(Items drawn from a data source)

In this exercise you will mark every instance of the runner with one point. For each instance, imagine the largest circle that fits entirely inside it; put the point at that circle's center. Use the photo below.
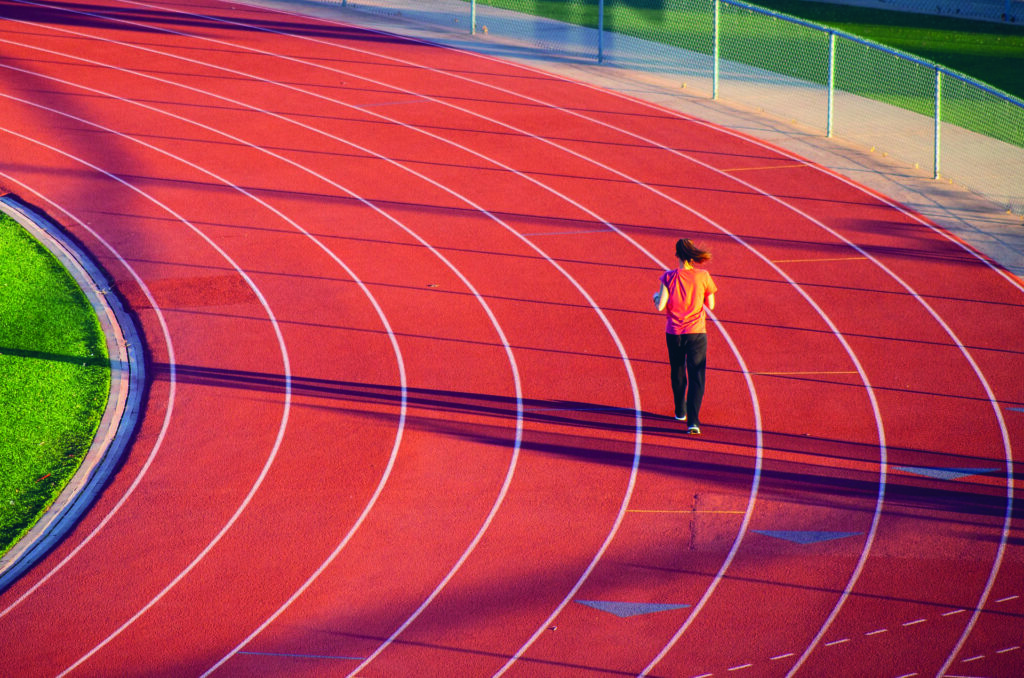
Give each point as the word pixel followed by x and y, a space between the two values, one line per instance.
pixel 684 296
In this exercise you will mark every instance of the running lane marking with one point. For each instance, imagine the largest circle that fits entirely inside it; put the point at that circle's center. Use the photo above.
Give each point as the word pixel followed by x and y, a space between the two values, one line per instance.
pixel 270 315
pixel 358 523
pixel 172 389
pixel 565 273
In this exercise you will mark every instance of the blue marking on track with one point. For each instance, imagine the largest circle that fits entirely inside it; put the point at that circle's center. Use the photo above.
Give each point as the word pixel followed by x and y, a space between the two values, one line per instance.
pixel 305 657
pixel 625 609
pixel 945 473
pixel 806 537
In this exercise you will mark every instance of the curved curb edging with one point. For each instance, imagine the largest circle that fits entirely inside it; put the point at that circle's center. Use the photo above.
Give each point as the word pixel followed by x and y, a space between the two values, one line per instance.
pixel 123 404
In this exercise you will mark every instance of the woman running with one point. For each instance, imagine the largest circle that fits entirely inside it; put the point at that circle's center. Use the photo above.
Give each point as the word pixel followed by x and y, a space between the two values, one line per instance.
pixel 685 295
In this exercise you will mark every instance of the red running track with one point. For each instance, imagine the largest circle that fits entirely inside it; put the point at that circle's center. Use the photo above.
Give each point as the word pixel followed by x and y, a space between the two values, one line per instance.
pixel 409 411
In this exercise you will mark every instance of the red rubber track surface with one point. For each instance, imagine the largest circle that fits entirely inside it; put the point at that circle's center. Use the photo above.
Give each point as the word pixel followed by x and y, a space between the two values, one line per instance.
pixel 409 411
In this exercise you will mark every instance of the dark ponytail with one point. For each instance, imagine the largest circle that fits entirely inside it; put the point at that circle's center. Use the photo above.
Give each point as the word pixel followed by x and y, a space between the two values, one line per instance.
pixel 687 251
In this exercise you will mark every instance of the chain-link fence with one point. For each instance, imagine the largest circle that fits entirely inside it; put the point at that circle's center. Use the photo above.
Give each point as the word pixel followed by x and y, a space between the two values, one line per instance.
pixel 1009 11
pixel 947 124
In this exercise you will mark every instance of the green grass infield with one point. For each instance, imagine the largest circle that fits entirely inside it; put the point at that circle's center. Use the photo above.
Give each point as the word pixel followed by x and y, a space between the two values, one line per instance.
pixel 54 379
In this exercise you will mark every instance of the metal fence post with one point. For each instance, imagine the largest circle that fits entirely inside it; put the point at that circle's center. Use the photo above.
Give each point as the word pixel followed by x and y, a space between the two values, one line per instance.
pixel 938 124
pixel 832 83
pixel 715 54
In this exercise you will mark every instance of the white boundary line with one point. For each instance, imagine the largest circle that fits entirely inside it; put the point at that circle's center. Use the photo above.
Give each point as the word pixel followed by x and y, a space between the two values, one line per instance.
pixel 121 413
pixel 600 313
pixel 276 329
pixel 172 389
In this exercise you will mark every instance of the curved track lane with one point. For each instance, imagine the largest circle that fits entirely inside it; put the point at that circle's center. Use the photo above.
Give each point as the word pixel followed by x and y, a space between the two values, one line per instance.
pixel 409 414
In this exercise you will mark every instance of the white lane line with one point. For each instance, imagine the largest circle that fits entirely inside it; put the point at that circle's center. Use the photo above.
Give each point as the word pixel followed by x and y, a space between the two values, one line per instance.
pixel 1009 456
pixel 637 408
pixel 842 340
pixel 270 315
pixel 884 463
pixel 372 503
pixel 171 394
pixel 1007 447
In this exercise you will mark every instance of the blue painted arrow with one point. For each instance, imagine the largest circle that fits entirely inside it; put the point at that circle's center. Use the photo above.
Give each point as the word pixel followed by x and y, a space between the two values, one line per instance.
pixel 629 608
pixel 805 537
pixel 944 473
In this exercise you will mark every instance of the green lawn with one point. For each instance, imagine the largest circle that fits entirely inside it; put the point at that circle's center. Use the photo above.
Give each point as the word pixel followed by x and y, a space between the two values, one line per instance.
pixel 991 53
pixel 54 379
pixel 987 51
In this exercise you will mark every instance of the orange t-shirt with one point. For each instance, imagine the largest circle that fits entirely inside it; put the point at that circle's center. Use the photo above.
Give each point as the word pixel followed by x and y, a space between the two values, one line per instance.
pixel 687 290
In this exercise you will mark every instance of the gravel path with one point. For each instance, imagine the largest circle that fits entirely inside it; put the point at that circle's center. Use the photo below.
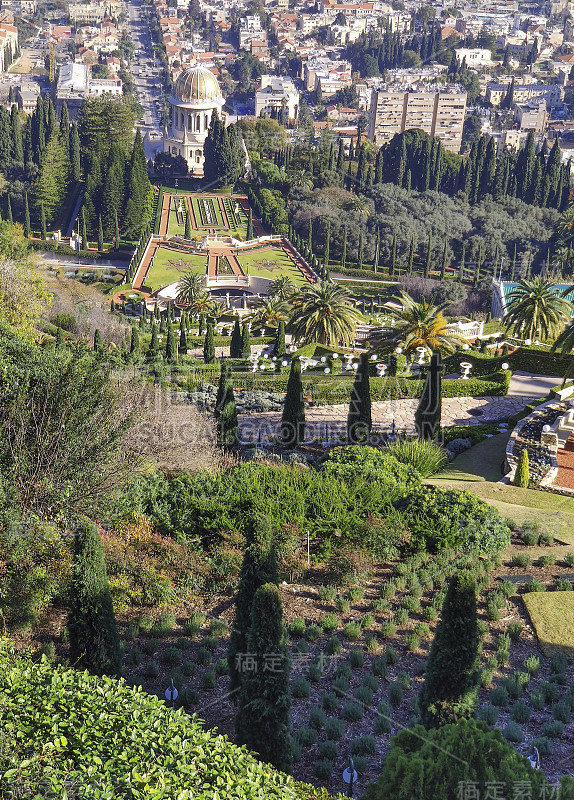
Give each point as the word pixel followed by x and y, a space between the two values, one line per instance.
pixel 329 421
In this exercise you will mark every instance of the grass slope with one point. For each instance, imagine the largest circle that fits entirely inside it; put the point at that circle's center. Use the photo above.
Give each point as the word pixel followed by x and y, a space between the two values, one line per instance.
pixel 552 616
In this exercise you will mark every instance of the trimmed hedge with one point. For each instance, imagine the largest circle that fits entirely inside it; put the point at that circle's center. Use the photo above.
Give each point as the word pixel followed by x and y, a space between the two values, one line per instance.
pixel 101 738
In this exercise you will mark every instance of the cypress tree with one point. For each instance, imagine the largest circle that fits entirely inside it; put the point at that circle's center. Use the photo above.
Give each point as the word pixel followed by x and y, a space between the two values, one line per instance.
pixel 258 567
pixel 293 418
pixel 263 718
pixel 27 229
pixel 182 337
pixel 280 348
pixel 359 421
pixel 83 228
pixel 429 255
pixel 43 232
pixel 227 414
pixel 17 144
pixel 522 474
pixel 245 341
pixel 135 342
pixel 94 640
pixel 98 342
pixel 170 347
pixel 450 688
pixel 428 413
pixel 208 345
pixel 327 244
pixel 75 153
pixel 235 346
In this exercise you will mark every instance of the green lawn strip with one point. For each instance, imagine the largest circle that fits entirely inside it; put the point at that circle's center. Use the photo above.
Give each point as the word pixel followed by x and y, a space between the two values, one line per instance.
pixel 482 461
pixel 167 268
pixel 285 266
pixel 552 617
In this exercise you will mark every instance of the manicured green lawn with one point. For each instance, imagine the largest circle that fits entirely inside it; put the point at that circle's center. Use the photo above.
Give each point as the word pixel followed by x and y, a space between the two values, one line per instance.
pixel 270 263
pixel 168 266
pixel 480 463
pixel 552 616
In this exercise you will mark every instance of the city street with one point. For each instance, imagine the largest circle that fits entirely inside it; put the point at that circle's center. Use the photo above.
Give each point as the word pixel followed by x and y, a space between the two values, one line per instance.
pixel 145 70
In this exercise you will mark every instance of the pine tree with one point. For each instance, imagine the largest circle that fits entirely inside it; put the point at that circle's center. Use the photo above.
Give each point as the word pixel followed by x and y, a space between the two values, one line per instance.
pixel 263 718
pixel 27 229
pixel 98 342
pixel 450 688
pixel 428 413
pixel 280 348
pixel 293 418
pixel 43 231
pixel 171 347
pixel 245 341
pixel 235 346
pixel 522 474
pixel 359 421
pixel 94 640
pixel 258 567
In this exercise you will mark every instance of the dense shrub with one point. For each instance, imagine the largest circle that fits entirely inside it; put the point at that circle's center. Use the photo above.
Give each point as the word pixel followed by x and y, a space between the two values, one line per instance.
pixel 441 519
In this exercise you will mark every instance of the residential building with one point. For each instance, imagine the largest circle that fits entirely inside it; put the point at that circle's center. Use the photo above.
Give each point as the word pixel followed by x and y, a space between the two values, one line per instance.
pixel 274 94
pixel 438 110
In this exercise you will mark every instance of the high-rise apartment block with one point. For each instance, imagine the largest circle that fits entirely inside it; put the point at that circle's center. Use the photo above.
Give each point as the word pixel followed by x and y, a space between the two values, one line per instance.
pixel 437 111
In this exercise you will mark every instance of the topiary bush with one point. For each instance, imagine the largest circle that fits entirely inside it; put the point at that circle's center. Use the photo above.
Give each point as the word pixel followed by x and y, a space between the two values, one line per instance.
pixel 439 519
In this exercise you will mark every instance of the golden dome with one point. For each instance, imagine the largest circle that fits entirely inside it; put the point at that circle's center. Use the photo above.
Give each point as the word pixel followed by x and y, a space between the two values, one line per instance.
pixel 197 84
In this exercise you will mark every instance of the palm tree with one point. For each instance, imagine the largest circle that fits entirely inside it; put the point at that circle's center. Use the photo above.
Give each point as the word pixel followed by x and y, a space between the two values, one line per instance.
pixel 282 288
pixel 420 324
pixel 189 287
pixel 535 308
pixel 270 311
pixel 323 313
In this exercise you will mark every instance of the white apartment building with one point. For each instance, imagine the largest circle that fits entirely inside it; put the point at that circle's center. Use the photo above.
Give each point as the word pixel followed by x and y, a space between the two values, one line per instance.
pixel 437 110
pixel 274 94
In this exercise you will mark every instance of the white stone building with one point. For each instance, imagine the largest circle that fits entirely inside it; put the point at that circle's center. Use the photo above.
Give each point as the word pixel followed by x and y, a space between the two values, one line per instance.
pixel 196 95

● Work to be completed
Put the part of the entries that opens with the line containing "the curved curb" and closes with the line containing "pixel 123 404", both included, into a JSON list of strings, one string per line and no blank lines.

● Result
[
  "In this exercise you will mark every instance of the curved curb edging with one point. For each instance, imagine the largest circle that fits entirely inside it; put the point at that circle's center. Use the photo above.",
  "Give each point as the word pixel followed by x and y, a space between the two values, one line per instance.",
  "pixel 123 404"
]